▸ Exercise task 1: In the childhood memoir, why did the long footbridge over School Creek stand unused most of the year? Answer in one to three sentences.
▸ Exercise task 2: Output the part of the childhood memoir from "My earliest memories" to "it so memorable.", word for word.
▸ Exercise task 3: Pick up the childhood memoir after its last sentence and keep writing.

▸ Selected extract:
-------------------------

My earliest memories begin, I suppose, with a journey down the block to see the circus come to town. My mother carried or led me to watch all the activity. It seemed a bit confusing with so many people and animals milling around. Perhaps that is what made it so memorable.
Toward the end we followed a group of elephants being led by their trainers across a field, up a dike to a stream of water. They enjoyed spraying water on themselves and each other. Some rolled in the mud and then hosed down again.
I remember clinging in fear to my mother’s neck, gaping in wide-eyed amazement unable to wrench my eyes from the terrible sight of those strange animals sucking water up their noses and blowing it out over their backs. All in all, it was a frightful, but fascinating thing to behold.
For years I had told my children about this experience and pointed to the place along Vancouver Ave. in Portland, Oregon’s Van-Port District where we lived when I was about four years old, as the location of this event. When my mother heard me telling them again, as teenagers, she startled me with the correction that that event did not take place in Van-Port, but in Greensborough, NC when I was barely a year old!
Our family arrived in Oregon country sometime after my third birthday where they bought a farm near Lowell, Oregon. I still carry vivid memories of some events from the year or so that we lived there.
Our farm was across a gravel road and a railroad tracks on a hillside, above that of my grandparents, “Pop” & Inez Strawn. Uncle “Toots” & Aunt Thelma Pifer and their family lived with them. Aunt “Dot” and her family lived down the road apiece. Some cousins, Eldon & Dorothy Strawn and their family lived farther up the hill above us.
To reach Pop Strawn and the Pifers we had to cross the road and the railroad tracks and either drive through a small stream named School Creek, or walk over the creek on a long foot bridge. Their house was located out in the valley near Middle Fork Willamette River. During the flood season the creek overflowed its banks making passage by car impossible. This footbridge, about a city-block long, was the only way to reach the farm. Most of the year the footbridge stood unused, for the driveway had a small culvert to let the normal stream flow under, and cars and pedestrians cross over. During this time it served mostly as a hedge for the thicket of blackberries and it doubled as a picking platform when the berries were ripe.
I recall a time, though, after it had been raining quite a lot for several days, that we walked to Pop’s farm. My dad was carrying me across the footbridge over a very flooded School Creek, and my right cowboy boot fell off. It plopped into the raging water and disappeared into the black berry brambles. Of course there were the inconsolable tears of the bravest cowboy in the west.
I DID consider myself a cowboy, and a very good one at that. It was a happy day when my father brought home our first cow. He carried her into the house from the car in a burlap feed sack (a gunny sack to us westerners). She wasn’t much bigger than me. A little later we got a goat and some chickens. I don’t recall how they arrived at our farm, but I remember my mom telling of those days when I would stand at the fence giggling at Billy, the goat, as he played with the half-grown cow, Rhubarb. When the cow would lie down to chew her cud, Billy would jump up on her and parade from head to tail like a King of the Hill.

-------------------------

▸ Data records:
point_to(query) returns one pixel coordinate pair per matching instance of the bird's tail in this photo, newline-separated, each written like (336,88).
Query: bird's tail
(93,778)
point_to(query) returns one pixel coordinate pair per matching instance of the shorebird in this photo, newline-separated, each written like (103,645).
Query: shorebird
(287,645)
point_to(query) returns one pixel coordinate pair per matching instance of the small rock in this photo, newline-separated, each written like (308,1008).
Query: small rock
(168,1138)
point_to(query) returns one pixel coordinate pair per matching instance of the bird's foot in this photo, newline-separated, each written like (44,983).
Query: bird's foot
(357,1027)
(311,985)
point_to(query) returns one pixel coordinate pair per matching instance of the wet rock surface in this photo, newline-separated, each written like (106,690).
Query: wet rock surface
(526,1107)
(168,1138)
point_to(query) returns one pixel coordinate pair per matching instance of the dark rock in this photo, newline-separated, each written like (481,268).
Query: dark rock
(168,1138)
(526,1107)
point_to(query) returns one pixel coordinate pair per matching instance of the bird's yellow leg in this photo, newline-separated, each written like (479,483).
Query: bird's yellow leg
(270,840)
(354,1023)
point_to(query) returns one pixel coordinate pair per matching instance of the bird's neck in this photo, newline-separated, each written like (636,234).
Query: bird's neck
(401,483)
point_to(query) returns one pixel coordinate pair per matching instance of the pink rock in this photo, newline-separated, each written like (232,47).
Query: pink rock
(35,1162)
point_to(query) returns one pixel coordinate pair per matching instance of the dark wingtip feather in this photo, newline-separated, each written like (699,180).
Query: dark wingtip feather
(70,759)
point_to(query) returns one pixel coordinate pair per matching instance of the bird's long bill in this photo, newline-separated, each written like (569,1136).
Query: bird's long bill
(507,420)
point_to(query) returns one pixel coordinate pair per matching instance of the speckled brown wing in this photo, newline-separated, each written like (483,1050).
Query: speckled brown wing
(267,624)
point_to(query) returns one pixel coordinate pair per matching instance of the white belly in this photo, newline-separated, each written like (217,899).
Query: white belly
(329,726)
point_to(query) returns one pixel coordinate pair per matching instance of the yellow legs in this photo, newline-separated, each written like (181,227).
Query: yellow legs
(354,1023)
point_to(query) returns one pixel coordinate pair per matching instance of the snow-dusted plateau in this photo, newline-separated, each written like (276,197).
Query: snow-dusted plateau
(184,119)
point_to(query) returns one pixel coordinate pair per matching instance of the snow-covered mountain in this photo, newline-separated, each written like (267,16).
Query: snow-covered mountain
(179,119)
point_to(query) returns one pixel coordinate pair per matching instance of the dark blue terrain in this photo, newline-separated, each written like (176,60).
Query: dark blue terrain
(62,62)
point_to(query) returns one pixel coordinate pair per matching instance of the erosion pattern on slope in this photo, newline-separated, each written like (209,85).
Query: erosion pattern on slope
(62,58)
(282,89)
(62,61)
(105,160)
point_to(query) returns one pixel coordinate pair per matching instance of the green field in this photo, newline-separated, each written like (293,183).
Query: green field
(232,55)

-------------------------

▸ Right answer 1: Most of the year, the driveway had a small culvert that let the normal stream flow under it, so cars and people could cross over on the driveway. The footbridge was needed only in flood season, when the creek overflowed and cars could not get through.

▸ Right answer 2:
My earliest memories begin, I suppose, with a journey down the block to see the circus come to town. My mother carried or led me to watch all the activity. It seemed a bit confusing with so many people and animals milling around. Perhaps that is what made it so memorable.

▸ Right answer 3:
One evening to demonstrate my Western bravery, I picked up a short piece of firewood that I used for my “gun,” and marched outside in the dark to “shook a der.” That bravery was still intact a few years later when I was about six or seven years old, and we went back to visit old friends and neighbors in Lowell. Mr. Smithson, who lived on the next farm upstream from Pop, had a bearskin rug in his living room. It both awed and frightened me, but I admired his bravery in shooting it. He gave me an old cork-shooting gun to practice my marksmanship. A cork gun resembled a BB gun, except it shot corks like one finds in wine bottles and such. This gift would shortly thereafter be my undoing as I lied to Aunt Ruthie to get a cork, but more about that later.
There was also the enchanting experience of walking up our long driveway, about 1/4 mile, after dark. Just why we were walking I don’t recall, but it may have been because of heavy rains making the dirt road too slick to drive on. Dad often made this walk without the aide of a flashlight, so he was confident of our course. When we were nearly at the house we passed a huge, rotting tree stump that had large areas on it that were glowing. When he shone his light on it nothing was revealed, but when he turned it off the spots glowed even brighter. We stood there taking in the unexplainable mystery for several minutes before continuing on. I have no idea whether that had ever happened before or since, but it strengthened my love for nature and the mysteries that lurked there.
Another mystery that haunted our farm was water dogs in the water supply.
The water came to the house through a one-inch steel pipe from a spring somewhere on the hill. [As a sidebar, I’ve searched for that spring on at least two occasions as an adult but was never able to find it. ] Somehow the little critters would make it into the waterline and end up plugging up the faucet that emptied into a sink on our back porch. Whereupon Dad would have to round up the pipe wrench, take off the faucet, let the little newt out, then try to get the faucet screwed back on with water spraying everywhere and drenching himself, to the delight of all who witnessed it.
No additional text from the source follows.